Please pick up the account of Selma Moidel Smith's legal and civic work where it stops, continuing with a new paragraph after its final sentence.

Supplied passage.
▼▼▼

In the same year of 1943, Selma joined the National Association of Women Lawyers (NAWL), where she has chaired or served on more than 20 different committees.  In 1999, she was honored with NAWL’s Lifetime of Service Award and in 2005 with the creation of its annual Selma Moidel Smith Law Student Writing Competition in women and the law.  In 2017, Selma was the subject of the cover story, “A Conversation with Selma Moidel Smith,” by President-Elect Sarretta McDonough in NAWL’s Women Lawyers Journal.  Among her services to women in the law is her authorship of articles in the Women Lawyers Journal on the history of women lawyers, including the Centennial History of NAWL and her original research discovering the identities of the first two women admitted to membership in the American Bar Association in 1918.  

In 1953, Selma was invited by the president of the Woman’s Medical College of Pennsylvania to become a charter member of the National Board of “Ambassadors of Goodwill” of the college, which was founded in 1850 to enable women to train as physicians.  She served two years as president in 1980 to 1982, and she was the only National Board member to serve throughout the board’s entire 50-year history, delivering the valedictory address when the board declared its mission accomplished in 2003.

She is a Life Fellow of the American Bar Foundation, which created for her its Inaugural Life Fellow Achievement Award in 2016 for “a lifetime of extraordinary leadership, not only within the legal profession, but throughout the larger community and beyond.”  In the ABA Senior Lawyers Division, she served as the first woman chair of the editorial board of Experience magazine and on the governing council and in other offices.  She was selected as one of 107 “women pioneers in the legal profession nationwide” to be interviewed for the ABA Women Trailblazers in the Law Oral History Project (now hosted online by Stanford Law School Library).

Internationally, her paper on legal education (advocating clinical training in law schools), presented by invitation at the 1948 Conference of the International Bar Association at The Hague, was adopted by resolution.  She has held many posts with the International Federation of Women Lawyers (FIDA), including service at their conferences in the United States, Europe, and the Caribbean.  For service to international understanding, she was decorated in 1956 with La Orden del Mérito Juan Pablo Duarte by the Dominican Republic.  At the Washington World Conference on World Peace Through Law in 1965 (chaired by Chief Justice Earl Warren), she was appointed to the Spanish-Language Reception Committee and represented FIDA, the Women Lawyers Association of Los Angeles, NAWL, and Iota Tau Tau international women’s legal scholastic society.  Locally, she has used her gift of language to reach out to the Latin-American community to engage in both legal and cultural projects.

▲▲▲

Given information.
▼▼▼

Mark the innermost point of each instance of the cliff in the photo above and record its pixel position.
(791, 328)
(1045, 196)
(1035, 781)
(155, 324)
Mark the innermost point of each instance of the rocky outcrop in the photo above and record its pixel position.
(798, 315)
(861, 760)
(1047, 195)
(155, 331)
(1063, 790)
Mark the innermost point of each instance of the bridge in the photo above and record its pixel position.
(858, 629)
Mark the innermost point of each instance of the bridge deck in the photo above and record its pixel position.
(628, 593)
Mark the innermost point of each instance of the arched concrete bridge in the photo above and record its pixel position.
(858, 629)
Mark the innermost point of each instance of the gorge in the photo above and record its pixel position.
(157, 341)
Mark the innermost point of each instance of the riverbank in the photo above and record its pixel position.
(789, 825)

▲▲▲

Result.
As of 2019, Selma has served for 11 years as the first woman editor-in-chief of California Legal History, the annual scholarly journal of the California Supreme Court Historical Society, where she is also a board member.  In 2007, she initiated a law student writing competition in California legal history for the Society, which she continues to conduct each year.  At her 95th birthday celebration in April 2014, the Society renamed the competition in her honor.  The principal speakers at the celebration were Chief Justice of California Tani Cantil-Sakauye, Associate Justice Kathryn Mickle Werdegar, former Chief Justice Ronald M. George, and former Associate Justice Joseph R. Grodin.

Selma is also a composer, with more than 100 piano and instrumental pieces, and is listed in the International Encyclopedia of Women Composers (1987).  Her music has been performed widely, including at the National Museum of Women in the Arts in Washington, D.C., and by the Los Angeles Lawyers Philharmonic at Walt Disney Concert Hall.  In addition to concerts for the public, Selma’s music has been performed at events of the Women Lawyers Association of Los Angeles, Los Angeles Lawyers Club, Los Angeles County Law Library, Los Angeles County Bar Association, and the American Bar Foundation.